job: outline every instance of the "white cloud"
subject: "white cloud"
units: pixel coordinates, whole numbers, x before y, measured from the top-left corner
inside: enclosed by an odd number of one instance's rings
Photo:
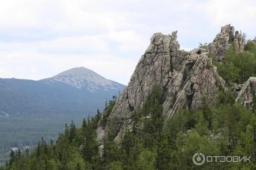
[[[154,33],[178,30],[180,48],[230,23],[256,33],[253,0],[0,2],[0,76],[39,79],[84,66],[127,84]]]

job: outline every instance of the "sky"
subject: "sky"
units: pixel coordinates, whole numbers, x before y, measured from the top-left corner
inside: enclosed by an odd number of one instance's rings
[[[255,0],[0,0],[0,77],[39,80],[84,67],[127,85],[154,33],[180,48],[230,24],[256,35]]]

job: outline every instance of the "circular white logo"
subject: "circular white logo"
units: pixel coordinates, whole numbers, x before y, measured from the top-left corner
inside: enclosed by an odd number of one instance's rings
[[[193,163],[197,165],[201,165],[205,162],[205,156],[204,155],[200,152],[195,153],[192,158]]]

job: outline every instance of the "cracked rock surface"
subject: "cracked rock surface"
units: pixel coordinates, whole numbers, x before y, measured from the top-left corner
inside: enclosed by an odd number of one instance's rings
[[[207,46],[209,53],[213,54],[214,60],[221,62],[224,59],[226,50],[232,45],[235,45],[237,51],[244,50],[242,35],[238,31],[235,34],[235,28],[230,24],[221,27],[221,32],[217,34],[213,41]]]
[[[236,102],[250,107],[253,102],[253,91],[256,88],[256,77],[250,77],[244,83],[236,99]]]
[[[213,105],[217,95],[215,92],[221,84],[225,85],[225,81],[218,75],[206,50],[180,50],[177,34],[175,31],[171,35],[161,33],[153,35],[150,44],[140,58],[128,86],[119,96],[105,127],[98,127],[97,139],[100,144],[103,144],[110,120],[114,117],[119,120],[115,140],[120,140],[125,122],[129,122],[125,121],[125,119],[130,119],[136,110],[142,108],[156,85],[163,89],[165,101],[162,106],[166,120],[179,108],[200,108],[203,99]]]

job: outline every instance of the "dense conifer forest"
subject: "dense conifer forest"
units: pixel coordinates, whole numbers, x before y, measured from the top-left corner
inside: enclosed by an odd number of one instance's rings
[[[117,97],[105,110],[84,119],[80,128],[73,121],[65,126],[56,143],[43,138],[33,150],[12,151],[1,170],[253,170],[256,169],[256,96],[252,108],[235,102],[232,83],[243,83],[255,74],[256,49],[248,41],[245,51],[230,48],[222,64],[214,63],[229,89],[220,85],[213,106],[180,109],[168,121],[162,115],[162,89],[156,86],[142,109],[136,110],[132,128],[125,127],[115,140],[118,119],[108,122],[104,147],[96,139],[98,126],[104,127]],[[102,114],[103,115],[102,115]],[[207,155],[251,156],[251,162],[206,162],[198,166],[195,153]]]

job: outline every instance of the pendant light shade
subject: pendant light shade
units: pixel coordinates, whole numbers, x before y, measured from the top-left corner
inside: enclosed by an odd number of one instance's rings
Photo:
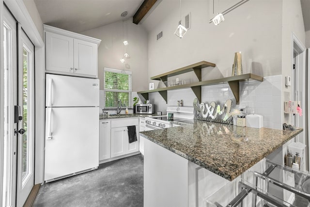
[[[218,13],[213,19],[212,21],[216,25],[218,25],[221,22],[225,20],[224,16],[221,13]]]
[[[177,35],[180,38],[183,37],[186,32],[187,32],[187,29],[186,29],[183,25],[180,24],[178,27],[176,28],[174,34]]]
[[[180,0],[180,19],[182,19],[182,15],[181,13],[181,0]],[[186,29],[185,27],[181,24],[181,20],[180,20],[180,23],[179,24],[179,26],[177,27],[175,32],[174,32],[174,34],[177,35],[180,38],[182,38],[184,36],[184,35],[187,32],[187,29]]]

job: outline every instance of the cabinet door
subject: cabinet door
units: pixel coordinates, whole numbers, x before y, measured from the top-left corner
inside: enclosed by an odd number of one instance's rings
[[[128,129],[127,129],[128,130]],[[137,135],[137,142],[134,142],[129,143],[128,142],[128,131],[126,131],[126,140],[128,146],[128,153],[138,152],[139,151],[139,143],[140,140],[140,136],[139,136],[139,126],[136,126],[136,135]]]
[[[73,38],[46,33],[46,69],[73,73]]]
[[[83,40],[74,40],[74,73],[97,77],[97,45]]]
[[[127,134],[127,142],[124,139]],[[126,127],[119,127],[111,129],[111,158],[124,155],[126,153],[124,144],[128,143]]]
[[[99,160],[111,157],[111,123],[99,121]]]
[[[138,126],[136,126],[136,127]],[[137,127],[138,128],[138,127]],[[138,152],[140,138],[136,130],[138,141],[129,143],[127,127],[111,129],[111,158]]]

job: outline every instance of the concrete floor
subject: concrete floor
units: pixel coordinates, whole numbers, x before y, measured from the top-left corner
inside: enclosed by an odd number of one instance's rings
[[[143,207],[143,159],[137,155],[41,186],[33,207]]]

**Exercise aim:**
Reproduce the entire listing above word for word, leaving out the pictures.

**Result below:**
job: outline every instance of the "white cloud"
subject: "white cloud"
units: pixel coordinates, whole numbers, x before y, measured from the top-left corner
inside: enclosed by an odd number of one instance's rings
Photo:
[[[154,33],[178,30],[180,48],[230,23],[256,33],[253,0],[0,2],[0,76],[39,79],[84,66],[127,84]]]

job: outline every instance of the "sky"
subject: "sky"
units: pixel coordinates, whole numbers, x before y, measured from the top-left corner
inside: enclosed by an odd number of one instance's rings
[[[255,0],[0,0],[0,77],[39,80],[84,67],[127,85],[154,33],[180,48],[230,24],[256,35]]]

job: outline every instance of the "circular white logo"
subject: "circular white logo"
units: pixel coordinates, whole numbers, x before y, measured from the top-left corner
inside: enclosed by an odd number of one instance's rings
[[[193,163],[197,165],[201,165],[205,162],[205,156],[204,155],[200,152],[195,153],[192,158]]]

job: outline every instance of the "cracked rock surface"
subject: "cracked rock surface"
units: pixel coordinates, whole numbers, x before y, measured from the top-left corner
inside: enclosed by an odd number of one instance's rings
[[[207,46],[209,53],[213,54],[214,60],[221,62],[224,59],[226,50],[232,45],[235,45],[237,51],[244,50],[242,35],[238,31],[235,34],[235,28],[230,24],[221,27],[221,32],[217,34],[213,41]]]
[[[236,102],[250,107],[253,102],[253,91],[256,88],[256,77],[250,77],[244,83],[236,99]]]
[[[213,105],[217,95],[215,92],[221,84],[225,85],[225,81],[218,75],[206,50],[180,50],[177,34],[175,31],[171,35],[161,33],[153,35],[150,44],[140,58],[128,86],[119,96],[105,127],[98,127],[97,139],[100,144],[103,144],[110,120],[114,117],[119,120],[115,140],[120,140],[125,122],[129,122],[125,121],[125,119],[130,119],[136,110],[142,108],[156,85],[163,89],[165,101],[162,106],[166,120],[179,108],[200,108],[203,99]]]

job: outline every instance of the "dense conifer forest"
subject: "dense conifer forest"
units: pixel coordinates, whole numbers, x before y, measured from the top-left corner
inside: enclosed by an odd number of one instance's rings
[[[117,97],[105,110],[84,119],[80,128],[73,121],[65,126],[56,143],[43,138],[33,150],[12,151],[1,170],[253,170],[256,169],[256,96],[252,108],[235,102],[232,83],[243,83],[255,74],[256,49],[248,41],[245,51],[230,48],[222,64],[214,63],[229,89],[220,85],[213,106],[180,109],[168,121],[162,115],[162,89],[156,86],[142,109],[136,110],[132,128],[125,127],[115,140],[118,119],[108,122],[104,147],[96,139],[98,126],[104,127]],[[102,114],[103,115],[102,115]],[[207,155],[251,156],[251,162],[206,162],[198,166],[195,153]]]

job: outline every instance of the pendant light shade
subject: pendant light shade
units: pixel coordinates, whole numbers, x before y, measured from the top-left corner
inside: enclosed by an odd number of one instance's rings
Photo:
[[[218,13],[213,19],[212,21],[216,25],[218,25],[221,22],[225,20],[224,16],[221,13]]]
[[[177,35],[180,38],[183,37],[186,32],[187,32],[187,29],[186,29],[183,25],[180,24],[178,27],[176,28],[174,34]]]
[[[180,0],[180,19],[182,19],[182,15],[181,13],[181,0]],[[186,29],[185,27],[181,24],[181,20],[180,20],[180,23],[179,24],[179,26],[177,27],[175,32],[174,32],[174,34],[177,35],[180,38],[182,38],[184,36],[184,35],[187,32],[187,29]]]

job: outline every instance of the cabinet door
subject: cabinet door
units: pixel coordinates, whole numbers, x before y, measured from the top-left corner
inside: enclosed by an odd number of one instance's rings
[[[128,129],[127,129],[128,130]],[[137,135],[137,142],[134,142],[129,143],[128,142],[128,131],[126,131],[126,140],[128,146],[128,153],[138,152],[139,151],[139,143],[140,140],[140,136],[139,136],[139,126],[136,126],[136,135]]]
[[[73,38],[46,33],[46,69],[73,73]]]
[[[83,40],[74,40],[74,73],[97,77],[97,45]]]
[[[127,134],[127,142],[124,139]],[[126,127],[119,127],[111,129],[111,158],[124,155],[126,153],[124,144],[128,143]]]
[[[99,160],[111,157],[111,123],[99,121]]]
[[[138,126],[136,126],[136,127]],[[137,127],[138,128],[138,127]],[[138,152],[140,138],[136,130],[138,141],[129,143],[127,127],[111,129],[111,158]]]

job: outline every instance of the concrete floor
subject: concrete floor
units: pixel coordinates, whole numbers, x before y, measured from the top-left corner
inside: enclosed by an odd number of one instance's rings
[[[143,207],[143,159],[137,155],[41,186],[33,207]]]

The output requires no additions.